◆ **Prompt**: Could you give the data below again, exactly and completely?

◆ **Material for this exercise**:
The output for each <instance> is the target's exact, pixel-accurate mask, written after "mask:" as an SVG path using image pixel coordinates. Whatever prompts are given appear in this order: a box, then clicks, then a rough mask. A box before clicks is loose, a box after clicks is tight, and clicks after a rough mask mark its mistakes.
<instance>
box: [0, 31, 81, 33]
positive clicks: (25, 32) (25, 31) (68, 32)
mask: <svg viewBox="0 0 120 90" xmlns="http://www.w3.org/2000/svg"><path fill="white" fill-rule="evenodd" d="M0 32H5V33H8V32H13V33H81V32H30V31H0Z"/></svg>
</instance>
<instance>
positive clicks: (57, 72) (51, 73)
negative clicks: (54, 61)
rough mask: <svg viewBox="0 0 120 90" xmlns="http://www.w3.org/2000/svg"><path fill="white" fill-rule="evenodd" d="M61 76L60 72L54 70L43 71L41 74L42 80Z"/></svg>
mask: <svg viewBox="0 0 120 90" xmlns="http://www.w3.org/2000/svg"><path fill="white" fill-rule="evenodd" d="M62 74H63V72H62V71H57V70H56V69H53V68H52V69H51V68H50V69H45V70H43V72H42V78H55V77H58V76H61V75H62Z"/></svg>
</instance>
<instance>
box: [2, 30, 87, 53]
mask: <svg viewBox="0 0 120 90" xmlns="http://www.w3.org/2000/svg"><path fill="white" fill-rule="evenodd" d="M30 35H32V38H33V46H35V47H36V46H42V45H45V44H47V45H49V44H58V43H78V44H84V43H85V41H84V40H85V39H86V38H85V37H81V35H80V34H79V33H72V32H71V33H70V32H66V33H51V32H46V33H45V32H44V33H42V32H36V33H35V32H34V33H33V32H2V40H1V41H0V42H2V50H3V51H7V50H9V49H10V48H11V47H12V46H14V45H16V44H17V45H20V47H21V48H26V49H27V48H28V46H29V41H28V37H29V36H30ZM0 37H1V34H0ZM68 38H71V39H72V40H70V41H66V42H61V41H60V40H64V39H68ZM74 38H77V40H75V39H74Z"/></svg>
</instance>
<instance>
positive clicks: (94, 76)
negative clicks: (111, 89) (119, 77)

◆ **Written reply**:
The output for each <instance> is the target's exact, pixel-accurate mask, written after "mask:" as an SVG path using image pixel coordinates. Whatever prompts are given appear in this order: a box, then clicks, then a rough mask. A box before clicks is loose, a box after clicks is tight, and clicks after a rough mask mark its mistakes.
<instance>
box: [0, 31, 81, 33]
positive clicks: (25, 32) (25, 31) (68, 32)
mask: <svg viewBox="0 0 120 90" xmlns="http://www.w3.org/2000/svg"><path fill="white" fill-rule="evenodd" d="M0 32H5V33H8V32H13V33H81V32H30V31H0Z"/></svg>
</instance>
<instance>
positive clicks: (57, 72) (51, 73)
negative clicks: (54, 61)
rough mask: <svg viewBox="0 0 120 90" xmlns="http://www.w3.org/2000/svg"><path fill="white" fill-rule="evenodd" d="M61 76L60 72L54 70L43 71L41 74L42 80Z"/></svg>
mask: <svg viewBox="0 0 120 90" xmlns="http://www.w3.org/2000/svg"><path fill="white" fill-rule="evenodd" d="M62 74H63V72H62V71H57V70H56V69H53V68H52V69H51V68H50V69H45V70H43V72H42V78H55V77H58V76H61V75H62Z"/></svg>
</instance>
<instance>
box: [2, 30, 87, 53]
mask: <svg viewBox="0 0 120 90" xmlns="http://www.w3.org/2000/svg"><path fill="white" fill-rule="evenodd" d="M30 35H32V38H33V46H35V47H36V46H42V45H45V44H47V45H49V44H58V43H78V44H84V43H85V41H84V40H85V39H86V38H85V37H81V35H80V34H79V33H72V32H71V33H70V32H66V33H51V32H46V33H45V32H44V33H42V32H36V33H35V32H34V33H33V32H2V40H1V41H0V42H2V50H3V51H7V50H9V49H10V48H11V47H12V46H14V45H16V44H17V45H20V47H21V48H26V49H27V48H28V46H29V41H28V37H29V36H30ZM0 37H1V34H0ZM68 38H71V39H72V40H70V41H66V42H61V41H60V40H64V39H68ZM74 38H77V40H75V39H74Z"/></svg>
</instance>
<instance>
positive clicks: (94, 76)
negative clicks: (111, 89) (119, 77)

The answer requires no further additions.